— Source records —
_ _ _ _ _ _ _

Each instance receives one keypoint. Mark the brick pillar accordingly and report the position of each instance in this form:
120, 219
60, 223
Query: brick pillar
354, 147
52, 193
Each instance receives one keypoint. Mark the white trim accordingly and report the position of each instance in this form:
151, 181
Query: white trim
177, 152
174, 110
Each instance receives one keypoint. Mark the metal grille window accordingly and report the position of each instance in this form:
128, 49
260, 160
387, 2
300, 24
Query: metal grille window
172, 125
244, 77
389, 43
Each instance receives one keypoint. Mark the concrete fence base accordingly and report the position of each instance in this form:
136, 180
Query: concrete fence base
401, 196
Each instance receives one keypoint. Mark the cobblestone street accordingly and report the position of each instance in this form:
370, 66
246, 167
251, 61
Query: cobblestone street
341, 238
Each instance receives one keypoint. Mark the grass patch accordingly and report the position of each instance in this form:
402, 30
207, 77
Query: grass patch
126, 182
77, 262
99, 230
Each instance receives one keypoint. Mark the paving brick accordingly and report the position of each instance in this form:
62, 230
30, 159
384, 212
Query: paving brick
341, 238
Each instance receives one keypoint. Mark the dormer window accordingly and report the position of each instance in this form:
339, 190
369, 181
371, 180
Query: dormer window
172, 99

_ _ _ _ _ _ _

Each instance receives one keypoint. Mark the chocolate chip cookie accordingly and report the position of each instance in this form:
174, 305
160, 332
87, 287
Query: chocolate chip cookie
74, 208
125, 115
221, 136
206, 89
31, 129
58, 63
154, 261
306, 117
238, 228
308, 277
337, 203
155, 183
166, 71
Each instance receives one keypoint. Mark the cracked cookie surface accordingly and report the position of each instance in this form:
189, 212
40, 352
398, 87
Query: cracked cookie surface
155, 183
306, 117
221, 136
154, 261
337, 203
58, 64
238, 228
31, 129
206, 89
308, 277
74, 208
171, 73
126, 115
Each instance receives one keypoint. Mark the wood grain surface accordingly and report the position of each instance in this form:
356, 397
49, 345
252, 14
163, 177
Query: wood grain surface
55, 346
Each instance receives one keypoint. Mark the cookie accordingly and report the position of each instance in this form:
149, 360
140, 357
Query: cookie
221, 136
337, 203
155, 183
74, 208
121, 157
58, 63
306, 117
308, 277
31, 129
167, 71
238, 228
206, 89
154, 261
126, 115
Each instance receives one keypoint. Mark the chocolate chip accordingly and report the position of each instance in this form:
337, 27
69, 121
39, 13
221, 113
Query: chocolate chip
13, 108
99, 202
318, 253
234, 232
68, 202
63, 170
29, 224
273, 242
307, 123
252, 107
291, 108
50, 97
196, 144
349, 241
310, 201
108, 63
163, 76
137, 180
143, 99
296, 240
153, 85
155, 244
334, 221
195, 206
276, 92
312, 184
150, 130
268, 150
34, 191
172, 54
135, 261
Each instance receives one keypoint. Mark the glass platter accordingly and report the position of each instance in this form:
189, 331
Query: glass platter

_ _ _ _ _ _ _

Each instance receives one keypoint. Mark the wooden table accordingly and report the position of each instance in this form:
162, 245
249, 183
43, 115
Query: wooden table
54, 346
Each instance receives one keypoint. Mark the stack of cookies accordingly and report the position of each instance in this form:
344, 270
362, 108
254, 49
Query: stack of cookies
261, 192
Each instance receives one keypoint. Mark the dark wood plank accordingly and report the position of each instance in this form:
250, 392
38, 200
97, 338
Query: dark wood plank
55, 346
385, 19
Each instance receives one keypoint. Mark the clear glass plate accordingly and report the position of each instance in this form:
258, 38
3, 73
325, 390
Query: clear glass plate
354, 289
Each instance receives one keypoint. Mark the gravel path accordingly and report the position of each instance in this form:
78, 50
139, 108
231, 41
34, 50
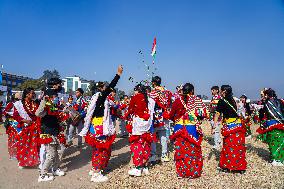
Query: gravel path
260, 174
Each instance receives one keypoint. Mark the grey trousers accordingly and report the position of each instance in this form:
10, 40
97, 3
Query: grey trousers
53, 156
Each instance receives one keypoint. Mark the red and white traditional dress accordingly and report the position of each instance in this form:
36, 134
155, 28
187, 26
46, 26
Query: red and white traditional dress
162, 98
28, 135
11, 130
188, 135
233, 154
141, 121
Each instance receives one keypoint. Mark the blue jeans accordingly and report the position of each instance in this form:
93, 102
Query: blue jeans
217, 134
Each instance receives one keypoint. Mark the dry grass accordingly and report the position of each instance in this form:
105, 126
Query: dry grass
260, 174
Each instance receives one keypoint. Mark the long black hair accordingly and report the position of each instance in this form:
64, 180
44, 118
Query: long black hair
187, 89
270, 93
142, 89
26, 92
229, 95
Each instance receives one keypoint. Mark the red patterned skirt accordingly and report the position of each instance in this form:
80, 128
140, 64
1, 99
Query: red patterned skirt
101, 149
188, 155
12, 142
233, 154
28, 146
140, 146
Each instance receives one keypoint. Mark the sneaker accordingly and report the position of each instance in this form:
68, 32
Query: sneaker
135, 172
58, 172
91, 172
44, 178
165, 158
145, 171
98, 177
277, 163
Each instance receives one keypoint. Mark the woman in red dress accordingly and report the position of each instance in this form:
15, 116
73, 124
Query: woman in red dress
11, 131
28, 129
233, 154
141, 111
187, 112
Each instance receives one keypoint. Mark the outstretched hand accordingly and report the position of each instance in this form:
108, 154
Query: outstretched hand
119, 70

_ _ _ _ _ _ _

Reproduce only the lines above spanning from the line containing "Each instance receives one keypoint. Mark the cookie" through the line containing "Query: glass platter", word for word.

— RESULT —
Each instance receives one keypoint. Mark the cookie accordingly and report the position of each instance in this form:
149, 360
140, 357
Query: cookie
221, 136
337, 203
155, 183
74, 208
121, 157
58, 63
306, 117
308, 277
31, 129
167, 71
238, 228
206, 89
154, 261
126, 115
Each instance receives one keypoint. Mark the chocolate chip accordingly and report the position of each instance in this form:
337, 27
69, 121
39, 13
221, 113
Query: chocolate chip
13, 108
99, 202
318, 253
234, 232
68, 202
63, 170
29, 224
273, 242
307, 123
252, 107
291, 108
50, 97
196, 144
349, 241
310, 201
108, 63
163, 76
137, 180
143, 99
296, 240
153, 85
155, 244
334, 221
195, 206
276, 92
312, 184
150, 130
268, 150
34, 191
172, 54
135, 261
Each instance receives one keypoint. Mark the glass platter accordingly and report the position of each instance in this form:
189, 331
Query: glass platter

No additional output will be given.